__TAREFA 1__
No texto sobre a patente de Chakrabarty, reescreva de forma mais breve o parágrafo que começa por "Na sequência da decisão desfavorável", mantendo os factos principais.
__TAREFA 2__
Retome o texto sobre a patente de Chakrabarty e continue-o a partir da sua última frase.

Em 1972, o Dr. Ananda Chakrabarty da General Electric (GE) submeteu ao instituto de patentes americano (USPTO) um pedido de patente relativo a uma bactéria geneticamente modificada que degradava petróleo. O bioquímico indiano obtivera aquele microrganismo adicionando fragmentos genéticos a uma bactéria do tipo Pseudomonas. A utilidade e aplicação prática da nova bactéria eram evidentes no contexto de limpeza de derrames de petróleo. Porém, o examinador rejeitou o pedido argumentando que, de acordo com a lei, os seres vivos não eram patenteáveis e que a bactéria era um produto da natureza. Um recurso a um tribunal especializado produziu, no entanto, uma decisão favorável a Chakrabarty em 1978. Para o juiz, o facto de a bactéria em questão estar viva era uma característica legalmente irrelevante para decidir da sua patenteabilidade, ao contrário da sua condição como produto da natureza ou invenção humana.[1]

Na sequência da decisão desfavorável, o USPTO, pela mão do comissário Sidney Diamond, apelou ao Supremo Tribunal de Justiça e suspendeu o exame de todos os pedidos envolvendo microrganismos modificados. Face a este panorama, muitos investidores ficaram relutantes em apoiar investigação e desenvolvimento de biotecnologias emergentes com medo de que não pudessem vir a ser protegidas legalmente. Finalmente, em 1980, o Supremo Tribunal viria a confirmar por maioria tangencial que “um organismo vivo feito pelo homem”, assim como “qualquer coisa debaixo do sol feita pelo homem”, podia ser patenteado. A patente do Dr. Chakrabarty seria concedida em março de 1981, quase dez anos passados da submissão inicial [2]. Por esta altura já Chakrabarty deixara a GE, iniciando uma carreira académica ilustre como professor na Universidade do Illinois.

A Biotecnologia comercial moderna não seria a mesma sem o caso Diamond v. Chakrabarty. A importância da decisão judicial é mesmo comparada à de muitas descobertas científicas. As empresas Biotecnológicas dependem hoje profundamente dos direitos de propriedade intelectual. As patentes constituem o seu mais importante ativo, aumentando a probabilidade de valorizarem resultados de I&D. A sua importância é reconhecida em particular pelos investidores que só apostam em empresas emergentes que possuam estratégias de proteção robustas. Outros vêem o sistema de propriedade intelectual como um artificio que concede a empresas o monopólio de ideias e invenções que, em muitos casos, resultam de investigação pública e dos esforços de gerações de cientistas. Independentemente do juízo moral ou filosófico que possamos fazer sobre a sua natureza, as patentes são uma realidade incontornável da Biotecnologia moderna.

__MATERIAL FORNECIDO__
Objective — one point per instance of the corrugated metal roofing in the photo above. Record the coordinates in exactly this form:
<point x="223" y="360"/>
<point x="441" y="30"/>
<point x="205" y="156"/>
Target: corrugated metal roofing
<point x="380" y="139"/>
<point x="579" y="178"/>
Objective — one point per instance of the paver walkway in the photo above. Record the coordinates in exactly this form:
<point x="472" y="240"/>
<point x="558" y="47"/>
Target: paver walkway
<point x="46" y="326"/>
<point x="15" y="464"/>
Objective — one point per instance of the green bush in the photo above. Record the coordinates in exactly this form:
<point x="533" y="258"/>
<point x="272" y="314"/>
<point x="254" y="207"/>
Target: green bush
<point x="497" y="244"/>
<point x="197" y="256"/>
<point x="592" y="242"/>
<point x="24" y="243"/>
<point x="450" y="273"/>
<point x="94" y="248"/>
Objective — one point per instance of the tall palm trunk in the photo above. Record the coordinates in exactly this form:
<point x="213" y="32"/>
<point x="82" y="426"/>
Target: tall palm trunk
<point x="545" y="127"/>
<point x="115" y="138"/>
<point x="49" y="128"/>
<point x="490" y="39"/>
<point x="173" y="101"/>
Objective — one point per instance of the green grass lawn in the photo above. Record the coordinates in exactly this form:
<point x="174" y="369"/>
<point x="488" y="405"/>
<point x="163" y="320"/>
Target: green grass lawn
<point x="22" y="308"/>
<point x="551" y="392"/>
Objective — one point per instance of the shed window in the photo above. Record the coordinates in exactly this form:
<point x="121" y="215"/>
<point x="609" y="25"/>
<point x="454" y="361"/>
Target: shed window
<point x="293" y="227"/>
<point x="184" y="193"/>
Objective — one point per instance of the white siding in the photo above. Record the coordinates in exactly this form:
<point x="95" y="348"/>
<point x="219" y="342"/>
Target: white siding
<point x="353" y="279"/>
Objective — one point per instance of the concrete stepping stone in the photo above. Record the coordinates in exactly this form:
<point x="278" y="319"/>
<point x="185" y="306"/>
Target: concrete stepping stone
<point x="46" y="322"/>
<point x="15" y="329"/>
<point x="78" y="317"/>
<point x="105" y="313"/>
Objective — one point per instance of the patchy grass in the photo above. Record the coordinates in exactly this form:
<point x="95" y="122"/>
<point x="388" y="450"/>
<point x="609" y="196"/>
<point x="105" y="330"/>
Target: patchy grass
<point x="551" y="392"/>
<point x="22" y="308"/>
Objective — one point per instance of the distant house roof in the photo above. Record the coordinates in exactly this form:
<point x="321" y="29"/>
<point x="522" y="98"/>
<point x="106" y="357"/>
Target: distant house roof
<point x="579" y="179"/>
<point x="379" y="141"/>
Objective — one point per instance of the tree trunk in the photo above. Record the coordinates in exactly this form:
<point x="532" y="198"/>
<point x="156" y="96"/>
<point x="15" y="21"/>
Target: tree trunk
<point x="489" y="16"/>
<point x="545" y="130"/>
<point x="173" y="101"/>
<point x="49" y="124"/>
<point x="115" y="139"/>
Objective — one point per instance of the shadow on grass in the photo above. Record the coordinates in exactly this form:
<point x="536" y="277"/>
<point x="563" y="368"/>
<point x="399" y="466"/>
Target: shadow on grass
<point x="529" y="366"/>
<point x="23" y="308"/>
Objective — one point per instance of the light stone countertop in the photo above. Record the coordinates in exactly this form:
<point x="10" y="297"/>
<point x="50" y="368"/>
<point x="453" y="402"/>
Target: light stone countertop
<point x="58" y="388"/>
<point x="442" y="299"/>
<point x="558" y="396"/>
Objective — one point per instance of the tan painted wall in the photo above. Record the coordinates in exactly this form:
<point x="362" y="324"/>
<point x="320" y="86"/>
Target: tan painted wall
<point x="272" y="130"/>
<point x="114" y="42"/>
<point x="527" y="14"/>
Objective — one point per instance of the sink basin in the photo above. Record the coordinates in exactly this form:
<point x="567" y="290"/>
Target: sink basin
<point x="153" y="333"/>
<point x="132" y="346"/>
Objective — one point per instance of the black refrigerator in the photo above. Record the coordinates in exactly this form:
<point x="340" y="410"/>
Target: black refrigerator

__RESPOSTA ESCRITA 1__
Após a decisão desfavorável, o USPTO, através do comissário Sidney Diamond, recorreu ao Supremo Tribunal de Justiça e suspendeu o exame de todos os pedidos sobre microrganismos modificados. Com receio de falta de proteção legal, muitos investidores hesitaram em apoiar as biotecnologias emergentes. Em 1980, o Supremo Tribunal confirmou, por maioria tangencial, que um organismo vivo feito pelo homem podia ser patenteado. A patente foi concedida em março de 1981, quase dez anos após o pedido, quando Chakrabarty já tinha deixado a GE para ser professor na Universidade do Illinois.

__RESPOSTA ESCRITA 2__
A decisão no caso Diamond vs. Chakrabarty derrubou a doutrina legal vigente, originando uma verdadeira avalanche de patentes, incentivando inúmeras inovações benéficas incluindo novos tratamentos, medicamentos e métodos de diagnóstico e propulsionando a indústria Biotecnológica. O caso é também paradigmático das complicações inerentes à patenteabilidade de materiais biológicos, sejam eles genes, proteínas, células ou organismos. Para lá das questões éticas, o cerne da controvérsia reside em muitos casos em saber se determinado material biológico é um simples produto da Natureza ou de facto uma criação humana. As disputas são particularmente acesas quando as patentes cobrem aplicações na área da medicina que impactam a vida humana. Na verdade, Diamond vs. Chakrabarty foi apenas o primeiro de muitos casos judiciais de relevo a envolver patentes biotecnológicas.

[1] Jordan, M., Davey, N., Joshi, M.P., Davé, R., Forty Years Since Diamond v. Chakrabarty: Legal Underpinnings and its Impact on the Biotechnology Industry and Society, Center for the Protection of Intellectual Property, Antonin Scalia Law School, George Mason University, 2021

[2] United States Patent No. 4,259,444, “Microorganisms Having Multiple Compatible Degradative Energy-Generating Plasmids and Preparation Thereof,” issued to GE and A.M. Chakrabarty on March 31, 1981.